▶ Task requirements
The output should be identical to the entries that follow.

▶ Supplied material
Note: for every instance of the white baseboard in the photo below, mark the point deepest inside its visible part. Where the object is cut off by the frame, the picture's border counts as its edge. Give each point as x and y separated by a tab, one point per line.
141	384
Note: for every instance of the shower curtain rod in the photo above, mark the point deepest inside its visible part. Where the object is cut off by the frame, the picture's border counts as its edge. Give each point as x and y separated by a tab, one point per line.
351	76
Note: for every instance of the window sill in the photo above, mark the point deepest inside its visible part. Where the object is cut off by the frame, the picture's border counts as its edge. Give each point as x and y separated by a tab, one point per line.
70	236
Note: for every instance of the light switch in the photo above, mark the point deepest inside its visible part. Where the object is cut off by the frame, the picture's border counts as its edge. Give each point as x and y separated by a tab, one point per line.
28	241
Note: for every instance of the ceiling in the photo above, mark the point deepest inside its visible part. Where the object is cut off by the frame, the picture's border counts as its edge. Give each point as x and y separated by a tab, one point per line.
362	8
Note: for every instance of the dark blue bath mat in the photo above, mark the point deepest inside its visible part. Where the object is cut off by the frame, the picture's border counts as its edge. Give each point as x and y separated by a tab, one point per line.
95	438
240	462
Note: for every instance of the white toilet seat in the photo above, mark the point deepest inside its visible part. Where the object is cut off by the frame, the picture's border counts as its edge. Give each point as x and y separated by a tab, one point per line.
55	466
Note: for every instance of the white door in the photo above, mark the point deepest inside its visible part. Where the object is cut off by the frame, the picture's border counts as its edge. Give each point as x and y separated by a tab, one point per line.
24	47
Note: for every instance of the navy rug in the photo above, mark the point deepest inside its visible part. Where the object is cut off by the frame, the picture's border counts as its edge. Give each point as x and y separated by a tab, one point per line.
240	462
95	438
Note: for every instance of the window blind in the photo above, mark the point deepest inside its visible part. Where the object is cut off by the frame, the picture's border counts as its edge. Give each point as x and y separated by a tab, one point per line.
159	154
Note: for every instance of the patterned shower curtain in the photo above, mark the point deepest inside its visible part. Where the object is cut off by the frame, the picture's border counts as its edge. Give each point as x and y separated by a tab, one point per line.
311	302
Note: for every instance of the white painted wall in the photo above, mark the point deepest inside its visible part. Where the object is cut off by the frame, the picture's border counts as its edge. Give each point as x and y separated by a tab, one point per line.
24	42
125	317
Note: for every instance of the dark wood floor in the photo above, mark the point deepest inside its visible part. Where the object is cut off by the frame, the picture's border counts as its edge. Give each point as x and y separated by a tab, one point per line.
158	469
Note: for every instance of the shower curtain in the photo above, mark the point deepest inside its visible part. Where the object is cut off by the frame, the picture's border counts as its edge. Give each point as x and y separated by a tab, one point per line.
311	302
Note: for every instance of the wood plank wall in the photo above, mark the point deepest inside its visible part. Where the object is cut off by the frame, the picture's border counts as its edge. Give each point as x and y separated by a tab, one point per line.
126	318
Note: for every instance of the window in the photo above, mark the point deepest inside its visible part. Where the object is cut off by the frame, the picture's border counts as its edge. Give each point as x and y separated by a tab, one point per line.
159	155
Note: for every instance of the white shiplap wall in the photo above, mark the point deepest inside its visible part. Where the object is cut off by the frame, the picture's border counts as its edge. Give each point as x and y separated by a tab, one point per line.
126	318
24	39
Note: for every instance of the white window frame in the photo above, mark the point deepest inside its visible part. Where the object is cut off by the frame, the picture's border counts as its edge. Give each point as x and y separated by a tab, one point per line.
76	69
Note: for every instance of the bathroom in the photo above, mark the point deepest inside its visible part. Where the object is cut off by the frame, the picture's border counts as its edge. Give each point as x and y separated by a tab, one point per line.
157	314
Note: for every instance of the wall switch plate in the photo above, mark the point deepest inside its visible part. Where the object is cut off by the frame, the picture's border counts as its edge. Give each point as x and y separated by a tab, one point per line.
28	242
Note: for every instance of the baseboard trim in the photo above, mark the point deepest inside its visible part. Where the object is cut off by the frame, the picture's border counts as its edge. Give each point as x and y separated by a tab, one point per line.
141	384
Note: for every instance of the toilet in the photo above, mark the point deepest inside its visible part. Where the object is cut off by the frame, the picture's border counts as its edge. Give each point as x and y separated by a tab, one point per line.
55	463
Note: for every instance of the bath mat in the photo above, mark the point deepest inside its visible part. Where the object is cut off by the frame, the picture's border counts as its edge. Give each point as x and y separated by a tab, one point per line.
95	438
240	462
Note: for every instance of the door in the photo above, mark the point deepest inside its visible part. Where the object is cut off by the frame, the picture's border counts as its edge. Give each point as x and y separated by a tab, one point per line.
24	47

▶ Solution below
Note: for every instance of the white baseboard in the photo below, mark the point deepest inside its visible part. Where the object is cut off by the frame, the picture's border counts as its edge. Give each point as x and y separated by a tab, one point per line.
141	384
Note: for every instance of the shower curtain rod in the photo above, mark the point deepest inside its visible part. Where the object is cut off by the frame, the picture's border counts as its edge. Give each point as x and y separated by a tab, one point per line.
351	76
Note: for every instance of the window sill in the photo above, mark the point deepest inside its visible part. Where the object is cut off by the frame, the picture's border counts as its edge. Give each point as x and y separated by a tab, one point per line.
70	236
Note: for every instance of the light switch in the photo above, mark the point deepest inside its visible part. Where the object is cut off by the frame, the picture's border counts as its edge. Give each point as x and y separated by a tab, one point per line.
28	241
Note: for every instance of the ceiling in the photo above, mark the point deepest inside its visible part. Where the object is cut off by the frame, the picture's border counts as its edge. Give each point as x and y separated by a tab, one point per line.
362	8
Note: for every instance of the dark blue bath mat in the photo above, mark the point deepest inside its visible part. Where the object is cut off by the frame, the picture's border counts as its edge. Give each point as x and y separated by a tab, one point per line.
95	438
240	462
Note: for every instance of the white toilet seat in the photo above, mark the point deepest inside its visible part. Where the object is cut off by the frame, the picture's border counts as its edge. Give each point as x and y separated by a tab, one point per line.
55	466
Note: for every instance of the white door in the photo above, mark the point deepest inside its visible part. Where the object is cut off by the frame, the picture's border counts as its edge. Give each point as x and y separated by a tab, one point per line.
24	47
Note: for every instance of the navy rug in the photo above, mark the point deepest inside its visible part. Where the object is cut off by the frame, the picture's border counts as its edge. Give each point as x and y separated by a tab, one point per line.
240	462
95	438
Note: for every instance of the window blind in the photo above, mark the point deepest inside its visible part. Where the object is cut off by the frame, the picture's border counts as its edge. Give each point as x and y separated by a tab, one point per line.
159	154
Note: for every instance of the patterned shower curtain in the photo above, mark the point deepest inside its visible part. Where the object is cut off by the frame, the picture's border counts as its edge. Give each point as x and y separated by a tab, one point per line.
311	302
Note: for every instance of the white painted wall in the photo above, mark the point deepest inside its visible part. Where the object is cut off by the frame, the picture's border counts as its edge. Give each point as x and y separated by a tab, one point per line.
24	42
125	317
Note: for every instance of the dark wood floor in the photo above, mark the point deepest inside its visible part. Where the object is cut off by the frame, the picture's border counts as its edge. Give each point as x and y separated by a tab, one point per line.
158	469
Note: for every instance of the shower curtain in the photo above, mark the point deepest inside its visible part. Where the object is cut off by the frame, the picture's border counts as its edge. Give each point as x and y separated by a tab, one point per line.
311	302
Note: for every instance of the wood plank wall in the photo above, mark the point deepest inside its visible part. Where the object is cut off by the frame, the picture's border counts as its edge. Give each point as x and y separated by a tab, one point per line.
126	318
Note: for every instance of the window in the photo above, mark the point deepest inside its visible part. Where the object is cut off by the frame, the picture's border counts as its edge. Give each point as x and y separated by a tab, one point per line.
159	155
Note: for every instance of the white shiplap wall in the photo above, mark the point deepest inside its visible part. Where the object is cut off by the frame, the picture's border counts as its edge. Give each point as x and y separated by a tab, one point per line.
126	318
24	39
Note: for every instance of the white window frame in the photo above, mark the point deepest inside its visible part. Where the object is cut off by the frame, the picture's border counts as its edge. Give each point as x and y separated by a tab, one point per line.
76	69
Note: for every instance of the bathroom in the photo above, mark the point deepest inside its visible part. Where the object is cut off by the frame, the picture's border counts as its edge. Give each point as x and y separated by a tab, one point per line.
157	314
Note: for every instance of the wall switch plate in the photo above, mark the point deepest inside its visible part. Where the object is cut off by the frame, the picture's border counts as its edge. Give each point as x and y separated by a tab, one point per line.
28	242
Note: for every instance of the baseboard trim in the photo above, mark the point deepest inside its visible part. Where the object is cut off by the frame, the picture's border counts as its edge. Give each point as x and y separated by a tab, one point per line.
141	384
Note: for every instance of the toilet in the photo above, mark the point deepest inside its visible part. Where the object is cut off by the frame, the picture's border counts as its edge. Give each point as x and y separated by a tab, one point per line.
55	463
Note: for every instance of the bath mat in the photo above, mark the point deepest inside its visible part. Where the object is cut off by the frame, the picture's border counts as its edge. Give each point as x and y separated by a tab, one point per line.
95	438
240	462
Note: for every instance of the door in the photo above, mark the point deepest inside its visible part. Where the object is cut off by the frame, the picture's border counts as its edge. Give each point as x and y separated by a tab, one point per line.
24	47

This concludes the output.